──────── Document section ────────

Dr. Jerry Powell was honored on July 30, 2017, at the Lepidopterist Society annual meeting in Tucson, Arizona, with a symposium organized by John Brown, Dan Rubinoff, and Dave Wagner. Speakers included students and colleagues who roasted and toasted Jerry, who sat with his wife Liz in arm chairs at the front of the room. A general theme throughout the presentations (besides Jerry’s demanding and often gruff facade) was how he influenced the trajectory of each person’s career. Others who chimed in remotely, either by Skype or email, included: Dan Janzen, Jim Liebherr, Cheryl Barr, and John De Benedictis.
Jerry is known largely for his work in Lepidoptera, particularly microlepidoptera (ie. small moths). His publications (>240) include Moths of Western North America, (Field Guide to) California Insects, the biology and systematics of spruce budworm, Lepidoptera of the California Channel Islands, yuccas and yucca moths, insects of California sand dune habitats, and a long list of collaborations on various moth groups, including the taxonomy, systematics, and biology of Tortricidae, Heliodinidae, Ethmiidae, Prodoxidae, Pyralidae, and many others. He described as new 227 species of Lepidoptera, and collected over 440 holotypes in various groups. Over 40 species of insects have been named for Powell in seven orders to-date (Hemiptera x1, Neuroptera x1, Diptera x9, Coleoptera x4, Hymenoptera x5, Trichoptera x1, Lepidoptera x22). A true “vacuum cleaner” collector, Powell has contributed many hundreds of thousands of specimens to the Essig Museum of Entomology, where he still curates the Lepidoptera collection a few hours every day.

──────── Material supplied ────────

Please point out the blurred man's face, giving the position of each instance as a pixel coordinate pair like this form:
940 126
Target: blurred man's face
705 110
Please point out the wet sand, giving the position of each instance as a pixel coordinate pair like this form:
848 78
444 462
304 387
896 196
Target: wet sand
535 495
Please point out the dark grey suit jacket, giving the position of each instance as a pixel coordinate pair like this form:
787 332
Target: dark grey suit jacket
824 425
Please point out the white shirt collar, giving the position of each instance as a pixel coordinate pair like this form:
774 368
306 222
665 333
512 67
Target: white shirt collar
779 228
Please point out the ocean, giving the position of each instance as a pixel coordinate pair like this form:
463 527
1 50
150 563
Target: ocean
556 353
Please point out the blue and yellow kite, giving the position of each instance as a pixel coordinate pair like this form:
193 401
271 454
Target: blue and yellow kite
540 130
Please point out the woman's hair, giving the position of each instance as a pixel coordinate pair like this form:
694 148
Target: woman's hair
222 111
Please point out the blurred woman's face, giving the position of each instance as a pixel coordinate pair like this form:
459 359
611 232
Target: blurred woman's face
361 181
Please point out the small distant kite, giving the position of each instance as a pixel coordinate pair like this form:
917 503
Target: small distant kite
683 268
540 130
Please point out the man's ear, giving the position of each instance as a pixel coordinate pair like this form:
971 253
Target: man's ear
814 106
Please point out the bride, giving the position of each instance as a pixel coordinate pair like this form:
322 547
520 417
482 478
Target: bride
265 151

────────
──────── Material supplied ────────

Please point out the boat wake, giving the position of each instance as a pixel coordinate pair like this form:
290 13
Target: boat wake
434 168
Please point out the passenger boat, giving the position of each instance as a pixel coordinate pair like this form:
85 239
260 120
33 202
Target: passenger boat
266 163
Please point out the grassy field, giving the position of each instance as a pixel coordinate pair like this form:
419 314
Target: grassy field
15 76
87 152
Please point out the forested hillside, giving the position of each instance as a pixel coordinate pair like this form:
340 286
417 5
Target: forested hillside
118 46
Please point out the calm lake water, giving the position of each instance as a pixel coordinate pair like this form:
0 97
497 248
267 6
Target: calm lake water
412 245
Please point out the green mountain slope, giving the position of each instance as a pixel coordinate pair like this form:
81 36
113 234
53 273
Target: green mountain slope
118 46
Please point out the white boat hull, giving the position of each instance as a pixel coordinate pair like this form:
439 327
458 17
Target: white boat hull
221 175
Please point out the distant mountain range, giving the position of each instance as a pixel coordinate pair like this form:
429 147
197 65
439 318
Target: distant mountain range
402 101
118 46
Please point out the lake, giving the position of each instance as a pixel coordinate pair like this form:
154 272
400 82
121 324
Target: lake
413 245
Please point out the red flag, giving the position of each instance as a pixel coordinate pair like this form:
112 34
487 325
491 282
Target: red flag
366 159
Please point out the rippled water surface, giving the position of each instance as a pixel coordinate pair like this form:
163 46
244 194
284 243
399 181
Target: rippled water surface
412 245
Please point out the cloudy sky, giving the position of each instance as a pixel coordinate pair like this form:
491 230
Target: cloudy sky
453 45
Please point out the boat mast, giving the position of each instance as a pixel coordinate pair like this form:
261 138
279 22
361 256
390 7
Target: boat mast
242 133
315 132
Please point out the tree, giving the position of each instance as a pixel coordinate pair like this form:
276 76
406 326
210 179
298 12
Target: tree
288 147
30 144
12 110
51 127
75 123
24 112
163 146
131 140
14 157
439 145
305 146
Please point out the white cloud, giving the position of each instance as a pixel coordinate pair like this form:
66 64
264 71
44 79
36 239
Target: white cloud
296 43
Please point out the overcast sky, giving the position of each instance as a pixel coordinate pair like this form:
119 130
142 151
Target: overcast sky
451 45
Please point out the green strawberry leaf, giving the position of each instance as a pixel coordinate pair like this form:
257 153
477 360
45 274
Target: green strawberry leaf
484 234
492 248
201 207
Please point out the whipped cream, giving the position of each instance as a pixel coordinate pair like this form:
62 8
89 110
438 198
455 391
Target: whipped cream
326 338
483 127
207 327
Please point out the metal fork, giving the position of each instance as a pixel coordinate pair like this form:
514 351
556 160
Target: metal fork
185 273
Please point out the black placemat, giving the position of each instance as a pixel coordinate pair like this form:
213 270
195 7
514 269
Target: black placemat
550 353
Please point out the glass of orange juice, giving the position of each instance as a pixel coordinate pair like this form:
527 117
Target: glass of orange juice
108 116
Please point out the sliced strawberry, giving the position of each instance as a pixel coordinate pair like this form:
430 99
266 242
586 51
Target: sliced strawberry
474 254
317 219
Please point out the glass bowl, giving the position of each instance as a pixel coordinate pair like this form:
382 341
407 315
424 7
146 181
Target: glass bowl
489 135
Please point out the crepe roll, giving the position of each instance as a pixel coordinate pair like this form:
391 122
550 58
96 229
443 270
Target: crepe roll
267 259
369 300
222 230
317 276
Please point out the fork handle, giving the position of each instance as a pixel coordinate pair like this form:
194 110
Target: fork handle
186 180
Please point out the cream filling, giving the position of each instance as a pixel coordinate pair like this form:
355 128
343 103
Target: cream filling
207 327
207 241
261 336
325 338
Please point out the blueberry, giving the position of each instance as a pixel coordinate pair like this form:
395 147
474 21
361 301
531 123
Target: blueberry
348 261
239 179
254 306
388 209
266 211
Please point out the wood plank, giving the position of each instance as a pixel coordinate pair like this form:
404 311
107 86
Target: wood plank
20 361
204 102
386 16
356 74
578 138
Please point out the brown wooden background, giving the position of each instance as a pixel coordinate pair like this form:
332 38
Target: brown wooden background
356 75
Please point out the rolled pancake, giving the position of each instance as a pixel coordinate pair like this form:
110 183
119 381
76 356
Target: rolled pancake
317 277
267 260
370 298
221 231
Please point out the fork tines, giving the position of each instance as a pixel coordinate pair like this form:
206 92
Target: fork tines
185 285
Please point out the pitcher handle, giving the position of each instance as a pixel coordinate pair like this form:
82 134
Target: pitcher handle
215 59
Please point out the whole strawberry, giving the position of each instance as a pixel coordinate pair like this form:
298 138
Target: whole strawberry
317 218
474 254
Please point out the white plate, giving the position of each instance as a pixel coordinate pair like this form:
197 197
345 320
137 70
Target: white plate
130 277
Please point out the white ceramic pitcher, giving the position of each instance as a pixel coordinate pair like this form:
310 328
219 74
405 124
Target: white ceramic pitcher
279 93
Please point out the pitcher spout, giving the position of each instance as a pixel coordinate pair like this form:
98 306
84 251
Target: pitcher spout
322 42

────────
──────── Material supplied ────────

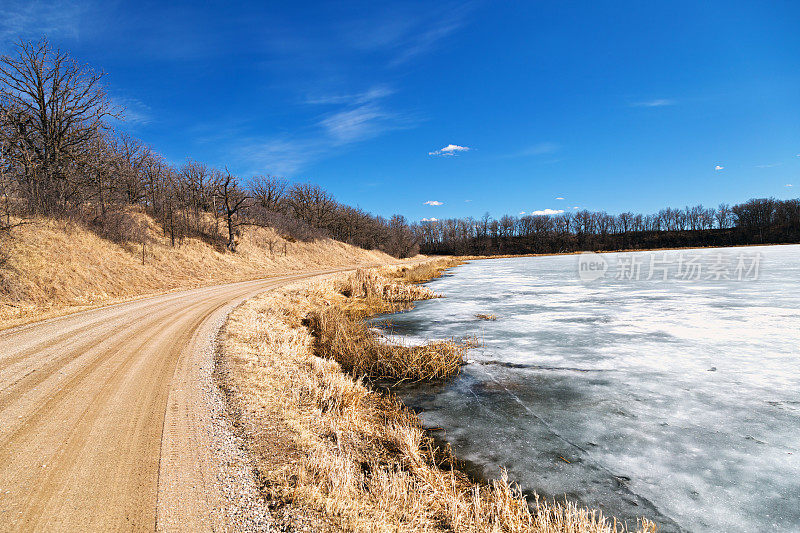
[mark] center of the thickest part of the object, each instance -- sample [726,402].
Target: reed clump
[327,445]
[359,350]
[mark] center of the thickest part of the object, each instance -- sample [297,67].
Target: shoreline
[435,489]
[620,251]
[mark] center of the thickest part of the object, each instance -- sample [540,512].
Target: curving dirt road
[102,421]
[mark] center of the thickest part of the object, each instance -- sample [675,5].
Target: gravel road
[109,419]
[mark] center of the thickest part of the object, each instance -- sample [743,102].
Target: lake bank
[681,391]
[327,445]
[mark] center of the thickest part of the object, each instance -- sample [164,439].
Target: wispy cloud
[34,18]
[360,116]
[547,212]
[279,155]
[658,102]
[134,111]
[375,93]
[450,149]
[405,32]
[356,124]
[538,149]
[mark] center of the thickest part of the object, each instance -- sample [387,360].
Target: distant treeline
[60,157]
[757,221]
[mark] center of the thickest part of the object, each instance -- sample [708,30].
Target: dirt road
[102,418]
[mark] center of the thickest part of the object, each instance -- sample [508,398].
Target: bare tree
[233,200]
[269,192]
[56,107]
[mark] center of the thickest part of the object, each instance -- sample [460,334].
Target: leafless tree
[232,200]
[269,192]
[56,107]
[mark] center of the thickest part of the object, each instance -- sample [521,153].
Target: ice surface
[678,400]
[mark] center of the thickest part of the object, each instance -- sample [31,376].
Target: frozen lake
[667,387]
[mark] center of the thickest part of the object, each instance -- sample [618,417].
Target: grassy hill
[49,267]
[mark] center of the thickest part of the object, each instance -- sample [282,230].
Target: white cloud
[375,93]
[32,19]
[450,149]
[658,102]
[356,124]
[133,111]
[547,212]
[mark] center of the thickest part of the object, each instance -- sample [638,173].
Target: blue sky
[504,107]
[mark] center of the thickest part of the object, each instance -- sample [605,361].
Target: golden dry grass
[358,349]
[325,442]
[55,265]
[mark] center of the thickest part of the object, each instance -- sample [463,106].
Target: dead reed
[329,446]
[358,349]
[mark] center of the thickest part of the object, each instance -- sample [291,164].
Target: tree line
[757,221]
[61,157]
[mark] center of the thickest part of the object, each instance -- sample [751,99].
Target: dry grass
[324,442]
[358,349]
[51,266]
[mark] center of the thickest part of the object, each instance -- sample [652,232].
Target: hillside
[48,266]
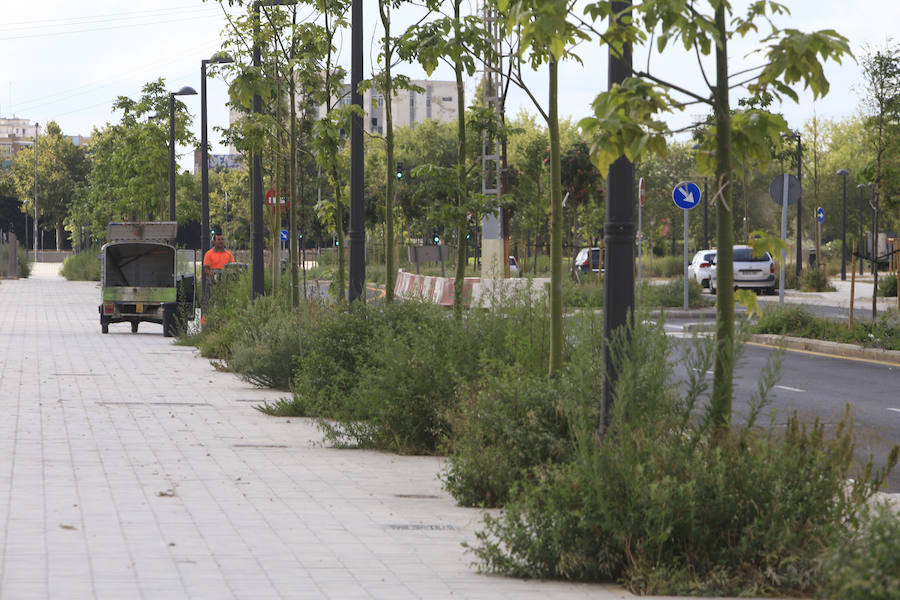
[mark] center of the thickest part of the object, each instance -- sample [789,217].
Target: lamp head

────────

(Problem set)
1: Reproduce the passage about Jerry Powell from "Dr. Jerry Powell" to "John De Benedictis.", keeping every word and punctuation mark as it appears above.
2: Continue the tribute to Jerry Powell, starting right after its last sentence.

(Responses by item number)
1:
Dr. Jerry Powell was honored on July 30, 2017, at the Lepidopterist Society annual meeting in Tucson, Arizona, with a symposium organized by John Brown, Dan Rubinoff, and Dave Wagner. Speakers included students and colleagues who roasted and toasted Jerry, who sat with his wife Liz in arm chairs at the front of the room. A general theme throughout the presentations (besides Jerry’s demanding and often gruff facade) was how he influenced the trajectory of each person’s career. Others who chimed in remotely, either by Skype or email, included: Dan Janzen, Jim Liebherr, Cheryl Barr, and John De Benedictis.

2:
Speakers also reminded the audience of their favorite Powell quotes and phrases: “If it was easy someone would have done it already”, “Science moves forward by creeps and jerks”, “chowdered”, “corked”, “good grief”, “One larva; two larvae / NO EXCEPTIONS”, Powell’s Law: “No biologist studies anything found within 100 miles of where they live.”
Although Jerry’s main research focus has always been the insect fauna of western North America, especially California, what was evident from the comments of speakers and other contributors is Jerry’s depth and breadth of knowledge in both insects and plants (and their interactions), and his influence on the careers of entomologists throughout the country and on most continents. Perhaps just as telling is a comment made by a citizen scientist helping to digitize label data from the Essig Museum specimen collection through our Notes From Nature portal who quipped, “Who is this Jerry Powell? Is he some sort of vampire? He has been collecting for over 60 years!”